#### Problem:
Return every line of the listing below without any change, but leave out the pictures.

Entries for labeling image locations
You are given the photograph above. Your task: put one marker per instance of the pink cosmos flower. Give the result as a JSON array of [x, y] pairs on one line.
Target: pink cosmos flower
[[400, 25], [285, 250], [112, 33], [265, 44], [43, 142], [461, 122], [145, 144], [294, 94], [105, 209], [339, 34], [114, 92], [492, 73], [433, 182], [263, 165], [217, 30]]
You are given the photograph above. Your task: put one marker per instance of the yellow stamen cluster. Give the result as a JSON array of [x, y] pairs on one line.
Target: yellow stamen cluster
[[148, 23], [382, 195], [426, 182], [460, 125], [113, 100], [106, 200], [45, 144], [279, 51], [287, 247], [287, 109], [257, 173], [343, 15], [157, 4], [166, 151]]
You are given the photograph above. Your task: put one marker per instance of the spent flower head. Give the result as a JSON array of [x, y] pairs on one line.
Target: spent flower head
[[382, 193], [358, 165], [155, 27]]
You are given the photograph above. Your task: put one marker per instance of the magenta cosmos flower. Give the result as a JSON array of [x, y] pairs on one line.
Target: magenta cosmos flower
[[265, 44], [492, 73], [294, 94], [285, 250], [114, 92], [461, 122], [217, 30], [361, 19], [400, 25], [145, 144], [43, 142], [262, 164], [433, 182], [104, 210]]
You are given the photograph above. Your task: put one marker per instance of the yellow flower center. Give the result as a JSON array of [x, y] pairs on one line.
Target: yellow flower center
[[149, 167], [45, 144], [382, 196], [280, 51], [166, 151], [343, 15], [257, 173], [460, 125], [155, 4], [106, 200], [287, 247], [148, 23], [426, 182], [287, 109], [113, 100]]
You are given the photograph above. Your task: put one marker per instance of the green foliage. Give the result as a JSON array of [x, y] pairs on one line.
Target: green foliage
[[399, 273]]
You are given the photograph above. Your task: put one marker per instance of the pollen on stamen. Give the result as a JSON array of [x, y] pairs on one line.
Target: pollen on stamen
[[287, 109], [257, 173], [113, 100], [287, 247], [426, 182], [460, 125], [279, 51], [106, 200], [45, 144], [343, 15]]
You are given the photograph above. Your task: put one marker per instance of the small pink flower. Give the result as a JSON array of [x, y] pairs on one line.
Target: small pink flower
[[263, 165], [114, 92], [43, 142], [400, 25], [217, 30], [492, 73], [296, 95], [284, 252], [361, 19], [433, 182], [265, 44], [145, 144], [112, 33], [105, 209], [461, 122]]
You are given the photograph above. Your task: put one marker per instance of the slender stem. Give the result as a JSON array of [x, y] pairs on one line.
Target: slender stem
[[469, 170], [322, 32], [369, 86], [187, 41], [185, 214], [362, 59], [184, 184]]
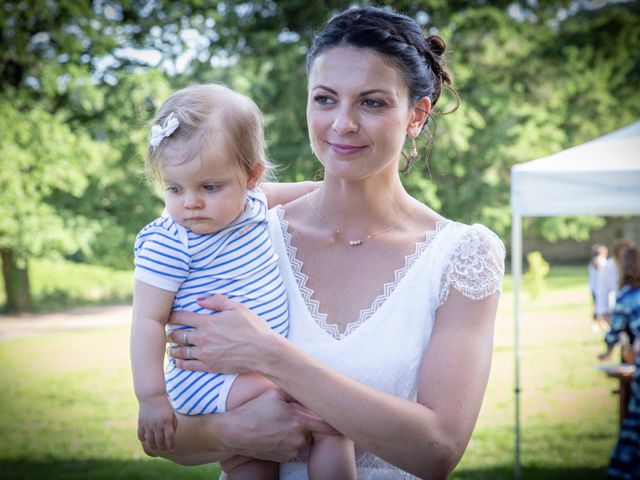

#### Complete output:
You are given the photograph above. Your task: put one marker per instance of the pink cosmos flower. Give the result as a JSON array of [x, y] pairs on one line.
Target: pink cosmos flower
[[400, 25], [285, 250], [112, 33], [265, 44], [43, 142], [461, 122], [145, 144], [294, 94], [105, 209], [339, 34], [114, 92], [492, 73], [433, 182], [263, 165], [217, 30]]
You are given the photograph above. Your task: put one marker per instance of the yellow stamen cluster. Give the result as a JSON array of [x, y] pairs on one line.
Target: yellow stamen cluster
[[148, 23], [382, 195], [426, 182], [460, 125], [113, 100], [106, 200], [45, 144], [279, 51], [287, 247], [287, 109], [257, 173], [343, 15], [157, 4], [166, 151]]
You are given the photograph above. Your task: put one marker per instance of the spent flower head. Give the result as a JSON array of [x, y] pairs on one line.
Target: spent flower head
[[382, 193], [358, 165], [155, 27]]
You are given the photograph above. Your task: put one marker per instance of the magenta cosmos flower. Give the result as a JSON array of [x, y] pairs on one line.
Target: magenta cosmos flower
[[265, 44], [492, 73], [294, 94], [285, 250], [114, 92], [461, 122], [217, 30], [361, 19], [400, 25], [145, 144], [43, 142], [262, 164], [433, 182], [104, 210]]
You are given the photograph above. Your task: put one marker per instance of the yellow flower center. Give the result as a JSON array of [x, y] pairs on one line.
Target: yellow flower center
[[149, 167], [45, 144], [382, 196], [280, 51], [166, 151], [343, 15], [257, 173], [460, 125], [155, 4], [106, 200], [287, 247], [148, 23], [426, 182], [287, 109], [113, 100]]
You are given the photograph above. Your task: put one marker per instance of the green foliage. Give the result as a JSON array of [x, y] pairs on one line.
Target: green foliage
[[399, 273]]
You are given the photograph above. Your task: put one marker per instance of the pollen on stamen. Give the result as a JSON array of [x, y] pairs on one line.
Target: pollen on stamen
[[287, 109], [257, 173], [113, 100], [287, 247], [426, 182], [460, 125], [279, 51], [106, 200], [45, 144], [343, 15]]
You are given the photograph above. Your task: put one marker per instance of the small pink flower. Give the result as a JSON array of [x, y] pairs on one line.
Target: small pink flower
[[263, 165], [114, 92], [43, 142], [400, 25], [217, 30], [492, 73], [296, 95], [284, 252], [361, 19], [433, 182], [265, 44], [145, 144], [112, 33], [105, 209], [461, 122]]
You are given the photograph above. Your task: put one marker per instance of the slender stem. Give the result as a JSON array of [x, y] pairs on one line.
Target: slender stem
[[469, 170], [322, 32], [369, 86], [187, 41], [185, 214], [362, 59], [184, 184]]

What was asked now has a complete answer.